- Page excerpt -
========

Mr Danson read a paper on the alpaca, living specimens of which were exhibited in the courtyard of the College. [7]
On the zoological gardens themselves, the information I have uncovered comes in two forms - advertisements and articles. This is probably the most frustrating chapter of this research because surprisingly little relevant information (by which I mean information about the animal collection) is actually present. The earliest advertisement I can find is dated Friday, April 17, 1840. [8] I reproduce it in full because it illustrates the problem quite well.
GLASGOW ZOOLOGICAL GARDENS,
CRANSTON HILL.
THE Nobility, Gentry and Inhabitants of this city are most respectfully informed that Mr ATKINS of the Liverpool Zoological Gardens, having arranged with the proprietors of the above delightful site, is now in active preparation in bringing forward amusements for the forthcoming Summer, on the same splendid scale as exhibited in the Zoological Gardens of London and Liverpool. The celebrated artist, Mr Danson, and assistants, are now engaged in erecting the splendid model of Mount Vesuvius, on the same gigantic scale as that originally designed and erected by him in the Royal Surrey Zoological Gardens of London, acknowledged to be the most astonishing and attractive exhibition ever produced in the Metropolis. To give the utmost possible effect, Mr ATKINS has secured the services of the celebrated artist, Mr D'Ernst, Pyrotechnist to her Majesty, to display the Grand Eruption of the Mountain.

Further notice will be given of the various Animals, Birds, &c., intended to be located in the Gardens.

I don't think the list of animals promised here was ever published; I have searched quite thoroughly for it but found nothing. We do, however, meet our friends Mr Atkins and Mr Danson once again and learn that the zoological gardens were at Cranstonhill, a small hill just north of the Clyde in the area of Glasgow known as Anderston, a separate burgh until 1846.

In the Glasgow Herald of July 10 an eye-witness describes the representation of the eruption of Mount Vesuvius at the zoological gardens. [9] This entry is quite puzzling because in the next published paper there is a long advertisement saying that the first grand eruption will take place on ' Monday, (this day) July 13 '.

========

- Raw data -
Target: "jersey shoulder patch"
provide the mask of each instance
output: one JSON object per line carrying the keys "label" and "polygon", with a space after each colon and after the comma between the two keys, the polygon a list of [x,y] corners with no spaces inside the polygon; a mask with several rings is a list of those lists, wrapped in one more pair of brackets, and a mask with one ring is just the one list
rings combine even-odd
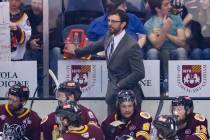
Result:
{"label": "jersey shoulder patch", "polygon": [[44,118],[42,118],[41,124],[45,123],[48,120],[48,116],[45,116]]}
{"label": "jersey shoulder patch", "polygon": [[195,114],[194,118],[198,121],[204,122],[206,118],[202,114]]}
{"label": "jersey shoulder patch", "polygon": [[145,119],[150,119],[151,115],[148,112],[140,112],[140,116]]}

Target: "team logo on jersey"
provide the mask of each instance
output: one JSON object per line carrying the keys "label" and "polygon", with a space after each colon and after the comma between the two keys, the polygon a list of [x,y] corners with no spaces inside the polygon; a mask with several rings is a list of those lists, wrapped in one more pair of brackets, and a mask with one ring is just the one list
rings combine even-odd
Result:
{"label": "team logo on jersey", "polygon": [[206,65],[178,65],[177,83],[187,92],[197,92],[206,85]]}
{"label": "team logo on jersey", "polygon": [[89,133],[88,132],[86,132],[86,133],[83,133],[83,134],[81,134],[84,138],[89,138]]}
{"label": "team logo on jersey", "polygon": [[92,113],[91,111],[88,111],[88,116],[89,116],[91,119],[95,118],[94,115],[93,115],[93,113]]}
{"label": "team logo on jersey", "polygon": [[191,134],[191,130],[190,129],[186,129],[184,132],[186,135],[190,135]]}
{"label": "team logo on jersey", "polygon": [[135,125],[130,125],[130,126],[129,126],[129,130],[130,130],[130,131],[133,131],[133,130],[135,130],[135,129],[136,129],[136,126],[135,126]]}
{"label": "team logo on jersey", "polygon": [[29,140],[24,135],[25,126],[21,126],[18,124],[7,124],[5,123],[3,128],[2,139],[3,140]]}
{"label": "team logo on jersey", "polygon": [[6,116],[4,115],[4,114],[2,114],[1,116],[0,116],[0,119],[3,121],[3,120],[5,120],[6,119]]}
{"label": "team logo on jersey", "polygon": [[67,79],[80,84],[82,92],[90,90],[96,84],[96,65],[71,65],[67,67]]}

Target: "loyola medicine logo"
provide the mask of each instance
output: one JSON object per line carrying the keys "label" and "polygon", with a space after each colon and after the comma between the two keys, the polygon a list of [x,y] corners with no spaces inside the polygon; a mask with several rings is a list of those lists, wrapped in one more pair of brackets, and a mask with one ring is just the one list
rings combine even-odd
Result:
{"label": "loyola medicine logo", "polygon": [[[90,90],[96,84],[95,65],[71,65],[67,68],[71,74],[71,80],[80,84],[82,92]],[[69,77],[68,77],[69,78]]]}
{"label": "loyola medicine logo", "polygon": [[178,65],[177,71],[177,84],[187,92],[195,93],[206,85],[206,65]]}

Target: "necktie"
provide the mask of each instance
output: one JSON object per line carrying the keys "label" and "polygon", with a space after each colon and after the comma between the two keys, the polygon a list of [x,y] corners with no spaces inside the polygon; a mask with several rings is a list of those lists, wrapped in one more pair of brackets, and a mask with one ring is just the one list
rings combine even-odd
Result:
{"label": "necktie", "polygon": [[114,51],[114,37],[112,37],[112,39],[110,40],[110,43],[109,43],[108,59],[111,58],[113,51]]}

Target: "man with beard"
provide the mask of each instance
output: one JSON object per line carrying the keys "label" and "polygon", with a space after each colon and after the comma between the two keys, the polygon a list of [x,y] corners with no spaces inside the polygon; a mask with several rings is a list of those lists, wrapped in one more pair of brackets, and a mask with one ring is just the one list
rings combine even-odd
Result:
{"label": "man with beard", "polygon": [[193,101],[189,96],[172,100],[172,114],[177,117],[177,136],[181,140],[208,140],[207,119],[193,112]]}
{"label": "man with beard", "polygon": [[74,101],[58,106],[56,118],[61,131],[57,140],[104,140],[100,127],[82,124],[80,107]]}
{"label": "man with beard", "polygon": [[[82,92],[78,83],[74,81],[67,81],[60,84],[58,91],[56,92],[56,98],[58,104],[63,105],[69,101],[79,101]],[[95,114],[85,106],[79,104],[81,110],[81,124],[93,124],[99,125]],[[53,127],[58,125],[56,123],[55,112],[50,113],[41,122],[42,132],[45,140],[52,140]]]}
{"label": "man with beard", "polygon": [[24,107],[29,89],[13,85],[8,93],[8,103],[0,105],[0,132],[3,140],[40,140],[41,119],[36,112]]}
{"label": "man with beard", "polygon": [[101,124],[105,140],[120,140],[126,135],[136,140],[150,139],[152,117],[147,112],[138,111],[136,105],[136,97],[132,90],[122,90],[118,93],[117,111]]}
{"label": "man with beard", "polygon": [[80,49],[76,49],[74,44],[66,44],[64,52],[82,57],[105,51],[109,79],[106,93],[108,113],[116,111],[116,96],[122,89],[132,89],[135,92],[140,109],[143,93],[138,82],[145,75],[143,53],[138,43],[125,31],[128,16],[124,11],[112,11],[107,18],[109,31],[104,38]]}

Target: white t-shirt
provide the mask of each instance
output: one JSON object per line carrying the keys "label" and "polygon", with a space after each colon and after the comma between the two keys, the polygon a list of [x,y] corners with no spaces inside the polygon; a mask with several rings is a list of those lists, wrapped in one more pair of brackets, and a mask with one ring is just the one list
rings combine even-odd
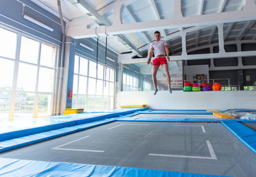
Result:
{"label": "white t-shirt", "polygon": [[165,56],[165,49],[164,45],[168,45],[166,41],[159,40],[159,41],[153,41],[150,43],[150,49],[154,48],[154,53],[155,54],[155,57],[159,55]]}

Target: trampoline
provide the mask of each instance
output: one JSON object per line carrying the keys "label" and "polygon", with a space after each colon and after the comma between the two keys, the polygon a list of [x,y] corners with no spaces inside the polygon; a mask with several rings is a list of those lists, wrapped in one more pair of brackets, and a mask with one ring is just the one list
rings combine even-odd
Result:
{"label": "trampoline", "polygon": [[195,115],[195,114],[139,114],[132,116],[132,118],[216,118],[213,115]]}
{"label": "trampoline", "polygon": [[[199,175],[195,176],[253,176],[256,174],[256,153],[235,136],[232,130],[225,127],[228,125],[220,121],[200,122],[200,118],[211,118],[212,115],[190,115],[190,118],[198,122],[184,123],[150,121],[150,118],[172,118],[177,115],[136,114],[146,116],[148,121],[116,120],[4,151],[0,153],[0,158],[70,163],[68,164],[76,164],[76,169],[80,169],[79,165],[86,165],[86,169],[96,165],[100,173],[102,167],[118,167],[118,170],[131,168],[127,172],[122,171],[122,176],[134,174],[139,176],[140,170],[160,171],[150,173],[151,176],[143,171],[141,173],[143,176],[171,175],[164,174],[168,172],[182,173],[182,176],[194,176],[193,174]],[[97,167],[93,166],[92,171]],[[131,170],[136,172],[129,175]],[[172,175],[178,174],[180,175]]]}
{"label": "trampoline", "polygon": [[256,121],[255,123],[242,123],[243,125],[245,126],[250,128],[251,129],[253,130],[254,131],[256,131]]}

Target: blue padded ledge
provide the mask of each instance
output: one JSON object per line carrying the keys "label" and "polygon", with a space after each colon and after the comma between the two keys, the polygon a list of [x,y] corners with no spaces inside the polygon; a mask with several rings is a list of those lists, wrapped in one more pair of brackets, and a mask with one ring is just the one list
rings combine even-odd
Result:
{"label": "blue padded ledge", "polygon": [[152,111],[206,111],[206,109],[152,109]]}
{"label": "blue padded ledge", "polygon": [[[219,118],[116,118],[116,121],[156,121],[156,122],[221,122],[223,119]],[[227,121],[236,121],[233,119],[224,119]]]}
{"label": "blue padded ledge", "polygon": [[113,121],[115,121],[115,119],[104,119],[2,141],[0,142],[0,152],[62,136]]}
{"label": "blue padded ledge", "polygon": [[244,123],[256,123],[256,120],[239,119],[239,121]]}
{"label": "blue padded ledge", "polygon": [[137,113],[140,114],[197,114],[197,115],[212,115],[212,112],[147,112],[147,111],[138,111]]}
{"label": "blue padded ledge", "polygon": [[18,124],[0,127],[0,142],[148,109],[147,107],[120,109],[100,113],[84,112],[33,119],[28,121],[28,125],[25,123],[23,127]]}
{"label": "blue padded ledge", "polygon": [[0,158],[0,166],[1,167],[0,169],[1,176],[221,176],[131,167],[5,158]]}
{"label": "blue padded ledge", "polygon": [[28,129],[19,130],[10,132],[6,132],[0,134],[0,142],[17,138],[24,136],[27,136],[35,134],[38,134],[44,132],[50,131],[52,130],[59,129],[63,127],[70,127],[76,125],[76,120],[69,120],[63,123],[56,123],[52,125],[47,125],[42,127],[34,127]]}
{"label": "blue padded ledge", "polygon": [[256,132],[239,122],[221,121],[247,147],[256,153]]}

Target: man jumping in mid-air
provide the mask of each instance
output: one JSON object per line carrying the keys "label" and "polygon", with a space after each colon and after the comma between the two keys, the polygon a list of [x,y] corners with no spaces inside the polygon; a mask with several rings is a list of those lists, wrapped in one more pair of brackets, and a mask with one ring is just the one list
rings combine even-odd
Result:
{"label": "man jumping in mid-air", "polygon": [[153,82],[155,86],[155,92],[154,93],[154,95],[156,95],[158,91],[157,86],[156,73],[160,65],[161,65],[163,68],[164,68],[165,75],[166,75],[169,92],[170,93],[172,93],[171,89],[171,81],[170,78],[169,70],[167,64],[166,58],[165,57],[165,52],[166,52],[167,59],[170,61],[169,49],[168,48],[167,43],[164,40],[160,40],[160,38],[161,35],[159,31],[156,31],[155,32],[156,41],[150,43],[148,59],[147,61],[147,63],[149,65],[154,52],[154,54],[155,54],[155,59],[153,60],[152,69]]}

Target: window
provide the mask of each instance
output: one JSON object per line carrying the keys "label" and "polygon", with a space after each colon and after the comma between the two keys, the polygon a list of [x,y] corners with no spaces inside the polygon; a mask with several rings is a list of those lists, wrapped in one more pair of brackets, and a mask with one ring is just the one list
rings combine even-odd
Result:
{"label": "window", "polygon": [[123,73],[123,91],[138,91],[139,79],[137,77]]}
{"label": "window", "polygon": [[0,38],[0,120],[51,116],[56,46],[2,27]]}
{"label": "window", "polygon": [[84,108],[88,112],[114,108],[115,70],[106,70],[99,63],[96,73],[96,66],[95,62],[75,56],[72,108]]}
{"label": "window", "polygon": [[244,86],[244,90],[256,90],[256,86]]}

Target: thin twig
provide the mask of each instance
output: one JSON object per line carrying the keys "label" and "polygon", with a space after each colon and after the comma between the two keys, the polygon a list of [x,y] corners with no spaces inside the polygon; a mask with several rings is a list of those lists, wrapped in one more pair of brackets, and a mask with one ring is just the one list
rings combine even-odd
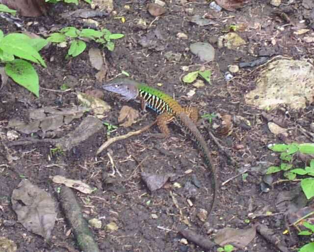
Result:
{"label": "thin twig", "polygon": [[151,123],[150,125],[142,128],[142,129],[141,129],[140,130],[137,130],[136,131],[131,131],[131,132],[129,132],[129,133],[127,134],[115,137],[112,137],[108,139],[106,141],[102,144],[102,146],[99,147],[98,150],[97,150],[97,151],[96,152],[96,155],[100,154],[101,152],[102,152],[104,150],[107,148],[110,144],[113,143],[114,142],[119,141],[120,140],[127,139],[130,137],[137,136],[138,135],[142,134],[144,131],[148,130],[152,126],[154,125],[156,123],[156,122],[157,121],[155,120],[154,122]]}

========

- What the task requires -
In the excerpt on the Glasgow zoological gardens, what is the date of the earliest advertisement the author could find?

- Written answer -
Friday, April 17, 1840